[Begin]

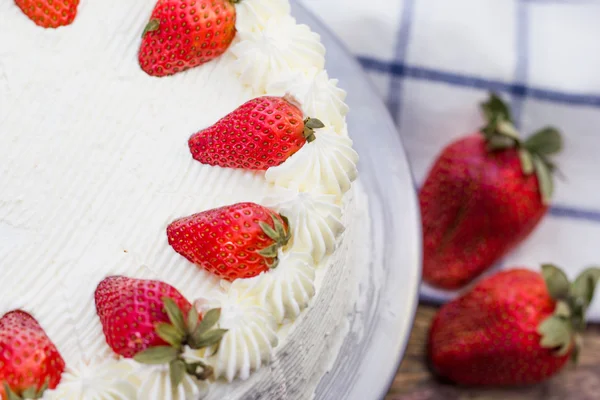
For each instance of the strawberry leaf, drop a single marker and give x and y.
(557, 334)
(175, 314)
(270, 232)
(526, 161)
(506, 128)
(556, 281)
(152, 26)
(157, 355)
(199, 370)
(585, 284)
(169, 334)
(176, 372)
(546, 141)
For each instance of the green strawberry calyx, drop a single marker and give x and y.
(151, 26)
(183, 331)
(562, 330)
(534, 152)
(280, 234)
(31, 393)
(310, 124)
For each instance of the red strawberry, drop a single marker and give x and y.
(232, 242)
(262, 133)
(183, 34)
(514, 328)
(29, 361)
(484, 195)
(152, 322)
(49, 13)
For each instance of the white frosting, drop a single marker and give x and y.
(315, 220)
(250, 339)
(326, 165)
(154, 383)
(318, 95)
(97, 380)
(286, 290)
(281, 46)
(252, 15)
(92, 195)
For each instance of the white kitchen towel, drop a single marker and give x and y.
(434, 61)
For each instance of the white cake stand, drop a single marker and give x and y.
(367, 363)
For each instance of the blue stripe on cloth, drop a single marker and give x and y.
(522, 66)
(427, 74)
(395, 89)
(575, 213)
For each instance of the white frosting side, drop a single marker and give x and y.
(252, 15)
(318, 95)
(286, 290)
(250, 339)
(315, 220)
(85, 206)
(326, 165)
(283, 45)
(97, 380)
(153, 382)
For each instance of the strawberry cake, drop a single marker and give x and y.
(178, 212)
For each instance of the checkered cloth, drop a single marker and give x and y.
(434, 61)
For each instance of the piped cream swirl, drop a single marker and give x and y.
(315, 220)
(250, 339)
(326, 165)
(318, 95)
(283, 45)
(286, 290)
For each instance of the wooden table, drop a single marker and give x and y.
(414, 382)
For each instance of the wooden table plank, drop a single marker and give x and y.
(414, 381)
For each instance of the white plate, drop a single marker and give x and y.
(367, 363)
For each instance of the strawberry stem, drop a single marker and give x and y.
(310, 124)
(501, 134)
(152, 26)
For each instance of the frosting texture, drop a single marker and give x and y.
(326, 165)
(251, 335)
(315, 220)
(154, 383)
(318, 95)
(286, 290)
(98, 380)
(281, 46)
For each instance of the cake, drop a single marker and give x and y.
(97, 163)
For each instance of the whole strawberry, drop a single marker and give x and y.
(232, 242)
(514, 328)
(151, 322)
(29, 361)
(49, 13)
(484, 194)
(183, 34)
(262, 133)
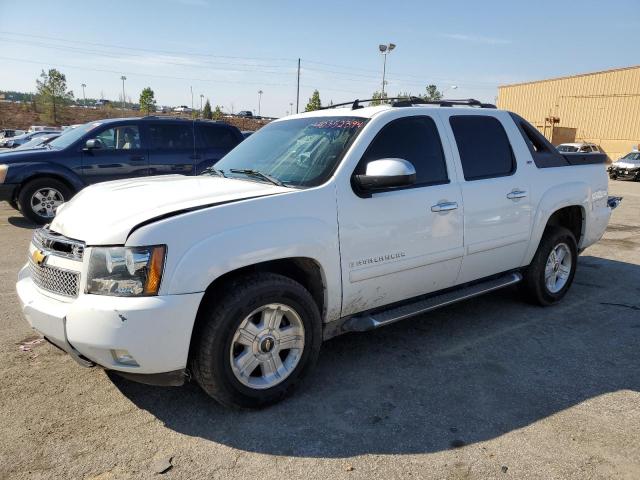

[End]

§ **Task objective**: Please copy out every line of text in the material above word for word, leaving out the pictures.

§ **Answer below**:
For each instance of the strawberry leaf, drop a single marker and give x and y.
(557, 334)
(175, 314)
(270, 232)
(526, 161)
(506, 128)
(556, 281)
(152, 26)
(157, 355)
(199, 370)
(585, 284)
(169, 334)
(176, 372)
(546, 141)
For each instance of the green strawberry calyx, drop a single marker and give x and y.
(151, 26)
(183, 331)
(562, 330)
(534, 152)
(280, 234)
(31, 393)
(310, 124)
For each instance of the red strawberry, drop a single marker and give x and y.
(232, 242)
(262, 133)
(183, 34)
(514, 328)
(29, 361)
(484, 195)
(152, 322)
(49, 13)
For each instance of the white frosting, drop a single marker and give x and y.
(315, 220)
(250, 339)
(326, 165)
(154, 383)
(318, 95)
(97, 380)
(286, 290)
(281, 46)
(252, 15)
(92, 195)
For each instance of the white kitchen towel, drop a single marker and give x and y.
(434, 61)
For each instance of the white cake stand, drop a single marker and give x and y.
(367, 363)
For each instance of the blue stripe on cloth, drop a single marker and give x and y.
(522, 66)
(427, 74)
(395, 89)
(575, 213)
For each instance of the white frosting side, drop a single marker and give x and y.
(252, 15)
(318, 95)
(286, 290)
(250, 339)
(315, 220)
(85, 206)
(326, 165)
(283, 45)
(97, 380)
(153, 382)
For each instance of the strawberry cake, drop a single marker and give x and y.
(178, 212)
For each instance of the checkered cloth, drop a single marker and give x and y.
(434, 61)
For each instance of the piped cream swirl, drop a single marker and give x and y.
(315, 220)
(250, 339)
(326, 165)
(318, 95)
(283, 45)
(286, 290)
For each instance of the wooden table, drop a single marker and give x and y.
(414, 382)
For each instance of the wooden table plank, drop a single marker and give x and y.
(414, 381)
For each instance of the white plate, drop a single marker and give x and y.
(367, 363)
For each instance of the strawberry stem, drop a single marker and give x and y.
(310, 124)
(501, 134)
(152, 26)
For each instance of the frosting texture, drop a single marker and give x and y.
(326, 165)
(251, 335)
(315, 220)
(154, 383)
(318, 95)
(286, 290)
(98, 380)
(281, 46)
For each instance of the cake, drop a single marker and give x and y.
(97, 163)
For each instance of the whole strawberry, drop a single marker and give x and y.
(232, 242)
(514, 328)
(151, 322)
(29, 361)
(49, 13)
(484, 194)
(183, 34)
(262, 133)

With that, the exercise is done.